>>>
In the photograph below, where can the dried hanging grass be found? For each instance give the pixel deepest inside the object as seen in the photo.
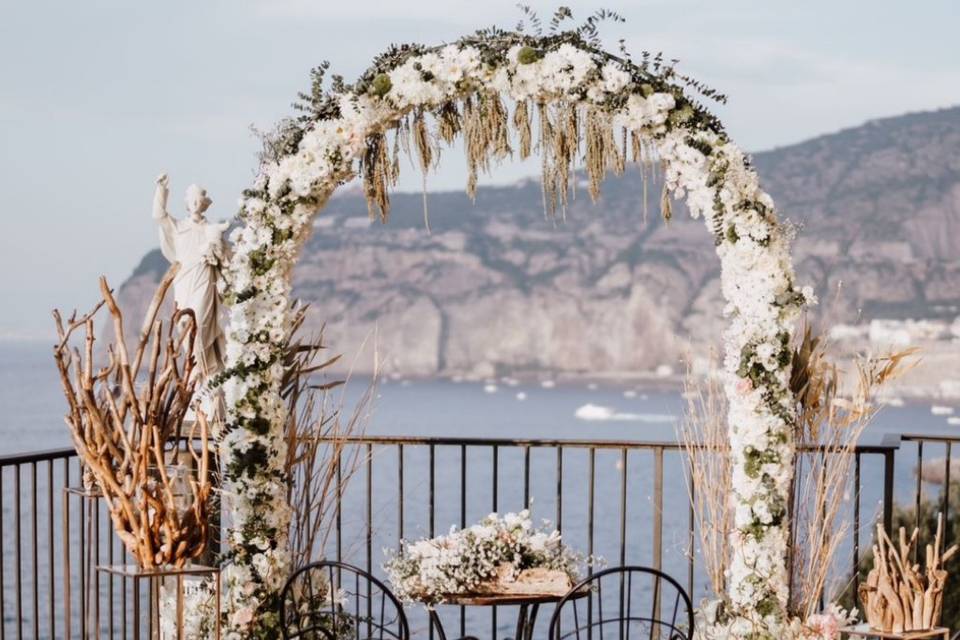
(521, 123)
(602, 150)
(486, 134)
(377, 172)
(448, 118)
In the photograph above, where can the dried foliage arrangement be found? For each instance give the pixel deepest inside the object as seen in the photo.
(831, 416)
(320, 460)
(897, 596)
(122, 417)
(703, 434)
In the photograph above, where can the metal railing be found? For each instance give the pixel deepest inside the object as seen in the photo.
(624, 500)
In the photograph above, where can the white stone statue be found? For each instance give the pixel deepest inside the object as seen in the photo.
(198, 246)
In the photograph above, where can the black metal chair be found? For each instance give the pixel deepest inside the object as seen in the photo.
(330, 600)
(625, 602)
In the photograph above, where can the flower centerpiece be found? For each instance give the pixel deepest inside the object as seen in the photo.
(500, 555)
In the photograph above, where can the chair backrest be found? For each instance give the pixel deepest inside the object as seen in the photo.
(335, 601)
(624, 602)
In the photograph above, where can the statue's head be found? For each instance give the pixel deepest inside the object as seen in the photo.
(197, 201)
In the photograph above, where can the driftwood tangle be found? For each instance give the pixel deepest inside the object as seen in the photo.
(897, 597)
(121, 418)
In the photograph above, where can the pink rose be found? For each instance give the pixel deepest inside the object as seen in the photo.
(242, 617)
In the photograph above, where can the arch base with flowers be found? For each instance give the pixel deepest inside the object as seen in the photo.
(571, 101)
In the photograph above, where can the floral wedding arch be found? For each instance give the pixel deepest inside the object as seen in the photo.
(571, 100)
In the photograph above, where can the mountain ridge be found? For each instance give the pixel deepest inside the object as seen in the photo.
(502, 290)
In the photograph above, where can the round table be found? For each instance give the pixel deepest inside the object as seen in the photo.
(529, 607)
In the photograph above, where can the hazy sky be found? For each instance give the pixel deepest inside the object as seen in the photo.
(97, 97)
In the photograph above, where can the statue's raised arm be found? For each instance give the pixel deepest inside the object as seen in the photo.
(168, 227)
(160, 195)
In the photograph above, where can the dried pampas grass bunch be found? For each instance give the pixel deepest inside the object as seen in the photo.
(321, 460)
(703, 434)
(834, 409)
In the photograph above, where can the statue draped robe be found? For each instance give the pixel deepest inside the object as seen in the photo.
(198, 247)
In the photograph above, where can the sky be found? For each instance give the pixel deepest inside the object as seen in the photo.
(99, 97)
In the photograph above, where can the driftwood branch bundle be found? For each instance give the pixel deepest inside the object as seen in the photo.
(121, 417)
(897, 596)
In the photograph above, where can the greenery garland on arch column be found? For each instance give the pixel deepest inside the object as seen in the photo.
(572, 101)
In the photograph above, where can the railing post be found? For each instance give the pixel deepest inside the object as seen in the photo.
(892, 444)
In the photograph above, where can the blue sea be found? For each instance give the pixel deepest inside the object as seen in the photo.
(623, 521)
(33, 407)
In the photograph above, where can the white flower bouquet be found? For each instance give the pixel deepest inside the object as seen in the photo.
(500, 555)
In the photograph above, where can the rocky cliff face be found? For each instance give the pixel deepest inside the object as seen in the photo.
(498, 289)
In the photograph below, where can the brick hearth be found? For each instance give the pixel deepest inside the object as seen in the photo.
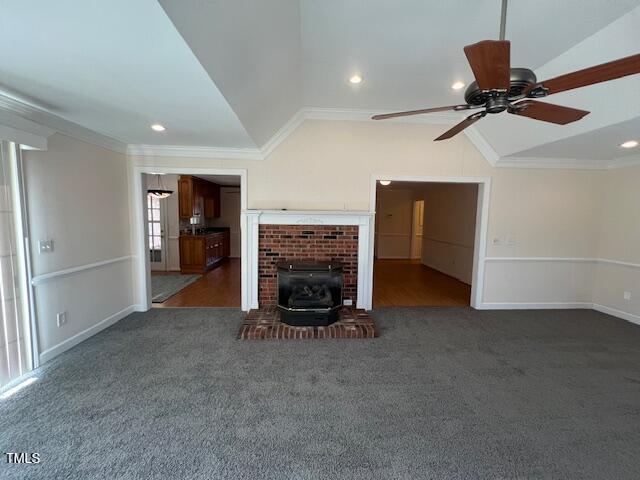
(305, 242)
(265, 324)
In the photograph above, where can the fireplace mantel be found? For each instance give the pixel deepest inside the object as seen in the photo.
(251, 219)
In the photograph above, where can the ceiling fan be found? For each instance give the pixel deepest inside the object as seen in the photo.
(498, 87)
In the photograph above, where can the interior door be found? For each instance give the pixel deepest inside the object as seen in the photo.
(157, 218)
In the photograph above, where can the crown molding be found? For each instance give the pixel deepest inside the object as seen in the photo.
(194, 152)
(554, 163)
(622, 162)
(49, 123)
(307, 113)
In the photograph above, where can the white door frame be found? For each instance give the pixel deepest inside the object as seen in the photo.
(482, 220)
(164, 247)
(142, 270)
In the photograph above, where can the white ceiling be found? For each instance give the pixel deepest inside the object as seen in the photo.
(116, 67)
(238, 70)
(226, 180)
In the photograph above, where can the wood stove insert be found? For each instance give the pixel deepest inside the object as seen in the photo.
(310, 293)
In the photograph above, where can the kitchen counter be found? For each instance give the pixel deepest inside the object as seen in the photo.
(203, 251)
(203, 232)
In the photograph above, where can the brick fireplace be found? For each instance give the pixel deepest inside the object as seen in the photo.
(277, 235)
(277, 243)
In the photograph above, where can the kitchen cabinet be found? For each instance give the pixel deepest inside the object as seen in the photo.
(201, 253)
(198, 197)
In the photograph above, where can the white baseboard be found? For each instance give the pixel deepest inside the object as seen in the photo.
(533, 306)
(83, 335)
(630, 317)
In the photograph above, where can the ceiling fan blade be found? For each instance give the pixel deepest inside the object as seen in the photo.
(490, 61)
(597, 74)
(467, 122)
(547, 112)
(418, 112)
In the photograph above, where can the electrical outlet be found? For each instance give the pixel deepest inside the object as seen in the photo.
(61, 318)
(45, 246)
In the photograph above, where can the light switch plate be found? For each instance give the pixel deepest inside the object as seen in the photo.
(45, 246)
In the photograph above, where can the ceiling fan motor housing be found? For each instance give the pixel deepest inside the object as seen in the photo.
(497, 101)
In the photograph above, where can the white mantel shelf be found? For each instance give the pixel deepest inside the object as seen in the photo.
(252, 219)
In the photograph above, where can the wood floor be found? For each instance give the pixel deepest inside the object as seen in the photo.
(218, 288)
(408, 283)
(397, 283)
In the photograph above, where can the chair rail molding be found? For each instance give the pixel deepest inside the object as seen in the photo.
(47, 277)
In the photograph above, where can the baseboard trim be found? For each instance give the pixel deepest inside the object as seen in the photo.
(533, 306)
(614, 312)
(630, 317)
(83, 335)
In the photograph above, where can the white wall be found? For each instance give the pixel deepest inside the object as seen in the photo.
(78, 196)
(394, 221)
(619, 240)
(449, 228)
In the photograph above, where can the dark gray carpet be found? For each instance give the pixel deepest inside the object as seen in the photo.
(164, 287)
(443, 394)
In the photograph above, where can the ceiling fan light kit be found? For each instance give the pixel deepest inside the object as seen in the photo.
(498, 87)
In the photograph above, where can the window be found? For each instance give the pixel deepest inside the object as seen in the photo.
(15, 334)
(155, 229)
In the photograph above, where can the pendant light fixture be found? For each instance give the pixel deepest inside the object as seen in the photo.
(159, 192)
<<<
◆ Aim ◆
Render all of the rows above as a numbered list with one line per item. Skip any blank lines and omit the pictures.

◆ Final result ◆
1. In the photograph below, where can the dried hanging grass be found? For each instance give the pixel deepest inside the object as seen in the photo.
2. (521, 123)
3. (602, 150)
4. (486, 134)
5. (377, 172)
6. (448, 118)
7. In the photograph above, where can the dried foliage arrangement be found? For each instance give the pixel deepest inside the object as seen in the photo.
8. (831, 416)
9. (320, 460)
10. (897, 596)
11. (122, 417)
12. (703, 434)
13. In the photograph above, where can the metal railing be found? For each instance give the pixel deepest inside the object as seen in the photo.
14. (624, 500)
15. In the photograph above, where can the white stone statue be found? For each instance give the pixel deepest inside the object as seen in the photo.
16. (198, 246)
17. In the photograph above, where can the black metal chair be found? For each instance give the pixel deepest inside the object as seen in the photo.
18. (330, 600)
19. (625, 602)
20. In the photograph above, where can the flower centerpiece be found? For each instance give the pixel deepest inside the object as seen in the photo.
21. (500, 555)
22. In the photograph above, where can the chair backrest be found? For each instance give the pixel deepest inside the object as seen in the photo.
23. (335, 601)
24. (624, 602)
25. In the photograph above, where can the statue's head be found? For each instance give the pixel deepest inside the object as seen in the photo.
26. (197, 201)
27. In the photograph above, where can the driftwood tangle be found? For each instance give the pixel deepest inside the object as seen in the photo.
28. (897, 597)
29. (121, 418)
30. In the photograph above, where can the pink rose be found? For each instance give the pixel deepest inside the object as seen in the photo.
31. (242, 617)
32. In the photograph above, where can the arch base with flowers be found? For each instance give the pixel deepest inside the object as seen in the photo.
33. (571, 101)
34. In the photograph above, where can the floral wedding arch be found? For each instance give the pixel deepest inside the object as seen in the photo.
35. (571, 100)
36. In the photograph above, where can the mountain ridge be found? For each instance give the pixel deepest inside the object as seen in the photo.
37. (502, 290)
38. In the photograph above, where can the round table be found? For each instance give the pixel deepest inside the object as seen in the photo.
39. (529, 607)
40. In the photograph above, where can the hazy sky be found? For each instance give the pixel deepest inside the object as seen in the photo.
41. (97, 97)
42. In the photograph above, where can the statue's raised arm be found? For each instance give the pixel deepest inside the object as seen in the photo.
43. (168, 227)
44. (160, 195)
45. In the photograph above, where can the dried pampas grass bunch be found? For each instance give the pixel deepest inside the object as seen in the photo.
46. (321, 460)
47. (703, 434)
48. (834, 409)
49. In the photograph above, where can the statue draped robe be found? For each instance give the pixel deepest inside the object as seen in the photo.
50. (198, 247)
51. In the photograph above, where can the sky be found? For each instance give the pixel deepest inside the object as seen in the photo.
52. (99, 97)
53. In the photograph above, where can the driftwood branch bundle be found? For each instance give the pixel deepest inside the object as seen in the photo.
54. (121, 417)
55. (897, 596)
56. In the photograph above, where can the greenery garland on arch column be found? For each instance give the pixel deepest inside the object as seen in the photo.
57. (572, 101)
58. In the photograph above, where can the railing post be found? For each instance give the pixel deepest inside the object as seen in the photo.
59. (892, 444)
60. In the photograph above, where can the blue sea be found? For each instance give the pixel deepest inside the object as seen in the photo.
61. (623, 521)
62. (33, 407)
63. In the photograph above, where can the white flower bouquet be found? For each instance give the pixel deepest inside the object as seen in the photo.
64. (500, 555)
65. In the photograph above, where can the rocky cliff face be found? For each instance give the pixel deepest inside the object as seen in the photo.
66. (498, 289)
67. In the photograph below, where can the brick hearth be found? For each instance give the pixel deepest inside the object as seen in the photo.
68. (305, 242)
69. (265, 324)
70. In the photograph above, where can the fireplace mantel be found? For each instance give the pixel deepest inside the object as seen in the photo.
71. (251, 219)
72. In the photograph above, where can the ceiling fan be found? For each instance give the pixel deepest inside the object as seen in the photo.
73. (498, 87)
74. In the photograph above, where can the interior door be found? For each instance give the pixel deepest inside the object as seen in the photo.
75. (157, 218)
76. In the photograph above, where can the crown molding be found? For each instance give the pixel deepest inside the object as seen in the photo.
77. (194, 152)
78. (554, 163)
79. (622, 162)
80. (49, 123)
81. (307, 113)
82. In the photograph above, where can the white door frame be found? For each instance give the pixel deepest inside the object as seen in the photo.
83. (482, 220)
84. (164, 247)
85. (142, 270)
86. In the photograph above, where can the white ceiling be found? For each instance give the pixel deepest inside the object as seen in the photo.
87. (116, 67)
88. (238, 70)
89. (226, 180)
90. In the photograph above, where can the wood stove insert be found? For each instance give the pixel deepest inside the object as seen in the photo.
91. (310, 293)
92. In the photograph above, where can the kitchen counter be found? For each instance give the pixel deepest inside the object as seen in the photo.
93. (203, 251)
94. (203, 232)
95. In the photograph above, where can the brick fireplace be found? For each instance give the pixel deepest inside the object as seen in the photo.
96. (277, 235)
97. (277, 243)
98. In the photograph above, where can the kitchen cabinet be found? For each instance give the pixel deepest inside the object as seen in the photo.
99. (201, 253)
100. (198, 197)
101. In the photograph above, where can the white baseboard be found? For each instance give the pixel deepest inside the object as seen in the photo.
102. (533, 306)
103. (83, 335)
104. (630, 317)
105. In the photograph above, where can the ceiling fan blade be found? For each instance give the pixel deepest inside the object as seen in the photo.
106. (490, 61)
107. (597, 74)
108. (467, 122)
109. (547, 112)
110. (418, 112)
111. In the photograph above, where can the electrical outlet be found? For each instance give the pixel deepest inside the object as seen in the photo.
112. (61, 318)
113. (45, 246)
114. In the photograph above, where can the light switch plate be found? For each instance give the pixel deepest inside the object as seen in the photo.
115. (45, 246)
116. In the photograph above, where can the ceiling fan motor housing be found? For each instance give the pixel deepest inside the object as seen in the photo.
117. (497, 101)
118. In the photograph above, where can the white mantel shelf be found? For each instance give the pixel deepest inside the object as seen in the photo.
119. (252, 219)
120. In the photograph above, where can the wood floor be found? For each instance give the pixel deepest inside the object as seen in the photo.
121. (218, 288)
122. (408, 283)
123. (397, 283)
124. In the photograph above, where can the chair rail molding be found? For each instance give the pixel deepest inside the object as seen in the photo.
125. (47, 277)
126. In the photograph above, where can the baseboard trim be found? For each instance give the pixel deepest inside the object as seen in the photo.
127. (533, 306)
128. (614, 312)
129. (630, 317)
130. (83, 335)
131. In the photograph above, where can the white wall be found? For each instance give the pixel deepest inside the object as seen in the photo.
132. (78, 196)
133. (394, 221)
134. (619, 240)
135. (449, 228)
136. In the photograph above, where can the dark gray carpet be found? For each instance give the pixel deepest inside the object as seen in the photo.
137. (164, 287)
138. (443, 394)
139. In the photograph above, where can the ceiling fan light kit be found? For each instance give the pixel deepest inside the object as seen in the photo.
140. (498, 87)
141. In the photograph above, where can the window be found? For each instance give the pixel deepest inside the object as seen in the photo.
142. (15, 334)
143. (155, 229)
144. In the photograph above, where can the pendant light fixture be found? For each instance give the pixel deepest inside the object as seen in the photo.
145. (159, 192)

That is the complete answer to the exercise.